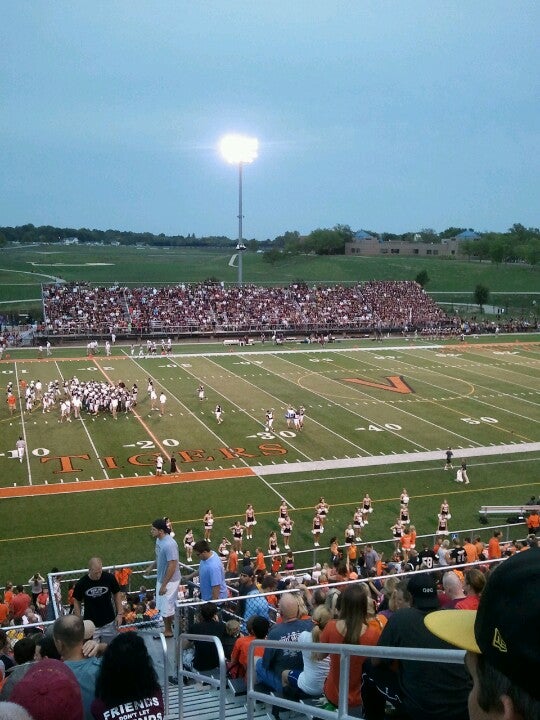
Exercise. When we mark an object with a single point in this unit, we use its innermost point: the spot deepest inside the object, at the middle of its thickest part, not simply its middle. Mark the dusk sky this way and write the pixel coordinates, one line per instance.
(387, 116)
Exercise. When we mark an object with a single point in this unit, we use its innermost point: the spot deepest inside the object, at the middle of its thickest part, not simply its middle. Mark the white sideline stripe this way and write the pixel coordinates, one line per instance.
(23, 427)
(394, 459)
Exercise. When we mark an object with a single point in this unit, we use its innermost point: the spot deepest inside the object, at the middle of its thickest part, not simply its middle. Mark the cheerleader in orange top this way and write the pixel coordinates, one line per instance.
(238, 534)
(273, 548)
(397, 532)
(316, 529)
(208, 522)
(358, 523)
(322, 508)
(367, 508)
(250, 521)
(283, 512)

# Written instruction:
Please format all the rows above as a Markdown table with a No. column for the row number and a Line column for the row itself, skipping any blank lines. Leave the pictures out of the table.

# Exercise output:
| No. | Line |
|---|---|
| 1 | Exercise. When we mark an object with a single point in this unit, we use its innermost point: the spot deepest inside the object, at the middle of its thickest part, not simply its middle. Mark the dusk sky this way and write the pixel coordinates, one line per instance. |
| 2 | (387, 116) |
| 3 | Exercise. When we mark an object with a single point in this unit, we use its innermost point: the spot deepest inside the object, at the middle of its thickest part, not simply its middle. Mark the white sideline stripe this way and write the pixel coordinates, one line per instance. |
| 4 | (23, 427) |
| 5 | (394, 459) |
| 6 | Exercise. When we mark an object with a single point in this unit, we use its innermost point: the spot deepest inside the object, at the middle of its thickest part, not simply its middle. Mark the cheerleader in orange top this way and write the pixel coordinates, one line per instance. |
| 7 | (238, 534) |
| 8 | (273, 548) |
| 9 | (397, 532) |
| 10 | (316, 529) |
| 11 | (208, 522) |
| 12 | (358, 523) |
| 13 | (322, 508) |
| 14 | (367, 508) |
| 15 | (250, 521) |
| 16 | (283, 512) |